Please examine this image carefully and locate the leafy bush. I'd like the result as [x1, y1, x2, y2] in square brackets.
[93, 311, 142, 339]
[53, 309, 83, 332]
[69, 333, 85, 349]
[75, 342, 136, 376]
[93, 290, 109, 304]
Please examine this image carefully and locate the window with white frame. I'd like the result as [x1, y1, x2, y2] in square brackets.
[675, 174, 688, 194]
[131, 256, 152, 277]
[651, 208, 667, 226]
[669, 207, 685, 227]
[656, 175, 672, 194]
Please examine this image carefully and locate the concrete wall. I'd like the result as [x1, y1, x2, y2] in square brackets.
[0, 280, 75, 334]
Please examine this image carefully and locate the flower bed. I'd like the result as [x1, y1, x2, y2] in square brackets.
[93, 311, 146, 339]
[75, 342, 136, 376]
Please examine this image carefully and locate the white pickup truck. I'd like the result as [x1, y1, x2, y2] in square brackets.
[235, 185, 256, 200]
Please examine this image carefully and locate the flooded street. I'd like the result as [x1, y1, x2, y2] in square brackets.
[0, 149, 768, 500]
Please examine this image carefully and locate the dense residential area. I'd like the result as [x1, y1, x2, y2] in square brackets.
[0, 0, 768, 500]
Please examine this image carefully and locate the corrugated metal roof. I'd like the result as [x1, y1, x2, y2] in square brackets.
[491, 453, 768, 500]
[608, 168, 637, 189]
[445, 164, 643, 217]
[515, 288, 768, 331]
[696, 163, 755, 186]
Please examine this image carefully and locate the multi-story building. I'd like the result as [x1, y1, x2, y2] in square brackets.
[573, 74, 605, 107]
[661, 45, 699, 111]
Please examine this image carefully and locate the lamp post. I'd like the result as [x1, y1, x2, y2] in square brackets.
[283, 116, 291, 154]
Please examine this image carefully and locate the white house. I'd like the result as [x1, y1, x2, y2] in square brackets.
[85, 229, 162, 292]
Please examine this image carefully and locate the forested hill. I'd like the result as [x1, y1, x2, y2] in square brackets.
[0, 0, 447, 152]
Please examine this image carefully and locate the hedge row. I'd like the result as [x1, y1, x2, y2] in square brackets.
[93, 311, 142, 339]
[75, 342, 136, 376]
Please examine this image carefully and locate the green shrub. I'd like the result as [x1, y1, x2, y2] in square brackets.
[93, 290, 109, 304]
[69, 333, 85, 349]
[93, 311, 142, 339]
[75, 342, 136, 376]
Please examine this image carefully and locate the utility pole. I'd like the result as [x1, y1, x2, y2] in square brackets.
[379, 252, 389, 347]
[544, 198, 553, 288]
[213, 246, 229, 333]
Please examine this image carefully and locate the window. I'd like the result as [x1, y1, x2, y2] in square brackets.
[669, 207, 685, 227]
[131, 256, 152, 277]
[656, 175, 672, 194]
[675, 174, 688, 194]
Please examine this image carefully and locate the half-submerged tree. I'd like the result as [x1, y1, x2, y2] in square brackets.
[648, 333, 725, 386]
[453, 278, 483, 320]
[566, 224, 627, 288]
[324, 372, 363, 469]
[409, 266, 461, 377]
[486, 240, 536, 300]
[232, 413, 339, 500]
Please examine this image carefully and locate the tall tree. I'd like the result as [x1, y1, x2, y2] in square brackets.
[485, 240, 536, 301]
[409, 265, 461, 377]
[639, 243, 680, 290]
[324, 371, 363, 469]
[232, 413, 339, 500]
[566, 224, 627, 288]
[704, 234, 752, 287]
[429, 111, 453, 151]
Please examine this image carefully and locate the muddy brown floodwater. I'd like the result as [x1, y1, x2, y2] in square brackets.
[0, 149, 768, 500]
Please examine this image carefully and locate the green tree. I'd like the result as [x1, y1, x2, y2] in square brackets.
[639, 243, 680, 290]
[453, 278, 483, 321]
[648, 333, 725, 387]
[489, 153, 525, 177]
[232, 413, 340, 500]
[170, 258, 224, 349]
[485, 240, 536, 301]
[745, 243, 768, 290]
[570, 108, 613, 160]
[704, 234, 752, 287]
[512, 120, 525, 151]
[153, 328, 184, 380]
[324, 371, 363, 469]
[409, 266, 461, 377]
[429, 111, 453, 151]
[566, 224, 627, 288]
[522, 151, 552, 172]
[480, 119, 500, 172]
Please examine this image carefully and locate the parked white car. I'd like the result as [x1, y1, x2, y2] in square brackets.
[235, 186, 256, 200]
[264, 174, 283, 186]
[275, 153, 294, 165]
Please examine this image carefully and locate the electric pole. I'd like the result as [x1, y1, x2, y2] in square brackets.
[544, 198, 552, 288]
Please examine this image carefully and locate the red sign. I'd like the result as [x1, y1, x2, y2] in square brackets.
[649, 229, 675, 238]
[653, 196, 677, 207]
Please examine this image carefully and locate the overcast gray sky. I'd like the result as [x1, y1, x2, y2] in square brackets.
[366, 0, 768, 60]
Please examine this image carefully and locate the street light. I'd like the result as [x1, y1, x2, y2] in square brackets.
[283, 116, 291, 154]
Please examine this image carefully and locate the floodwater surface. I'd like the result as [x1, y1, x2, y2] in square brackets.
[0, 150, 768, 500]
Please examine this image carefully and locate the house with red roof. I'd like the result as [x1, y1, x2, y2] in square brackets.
------------------------------------------------------------------------
> _Task details_:
Rewrite the listing from its first line through the line containing "[661, 45, 699, 111]", inclusive, keeping every line in place and adding -148 to each bounding-box coordinate.

> _Exercise answer_:
Please examine this image carefully and locate the leafy bush. I'd like the result as [x1, y1, x2, y2] in square brackets.
[-55, 163, -6, 191]
[-95, 161, -65, 184]
[-79, 185, -63, 201]
[-73, 194, -12, 228]
[-55, 142, -39, 156]
Please examine this image carefully and locate the window with white frame. I'd like the result as [x1, y1, x2, y2] in square brackets.
[527, 26, 540, 46]
[-17, 108, 4, 129]
[503, 60, 519, 78]
[521, 59, 537, 79]
[508, 27, 524, 46]
Please examine this image carefully and locate the concrete wall. I'd like the result as [x1, y1, x2, y2] in square brackets.
[-148, 132, -73, 186]
Please examine this image carefully and locate the flower bed. I'd like the result as [x1, y1, x2, y2] in square brackets.
[-55, 163, -2, 191]
[-73, 194, -12, 228]
Please examine this image carefully and locate the white pickup truck. I'd like the result as [x1, y1, x2, y2] in square brackets.
[87, 37, 108, 52]
Please examine this image carefully and locate the flooded street. I'd like the result as [x1, y1, x2, y2] in square brackets.
[-148, 1, 620, 352]
Please examine this image carefully and locate the dense residential area. I'd like the result as [x1, y1, x2, y2] in square brackets.
[-148, -148, 620, 352]
Please examine this image carefully and locate the corrugated metal roof. I'd like the result as [x1, y1, x2, y2] in square brackets.
[343, 305, 620, 352]
[460, 20, 489, 41]
[297, 16, 495, 69]
[367, 140, 620, 183]
[548, 15, 607, 38]
Please examine this image carefully and locate the multi-story building. I'd like the result as [x1, y1, x2, y2] in square brackets.
[425, -74, 457, -41]
[513, -103, 551, -37]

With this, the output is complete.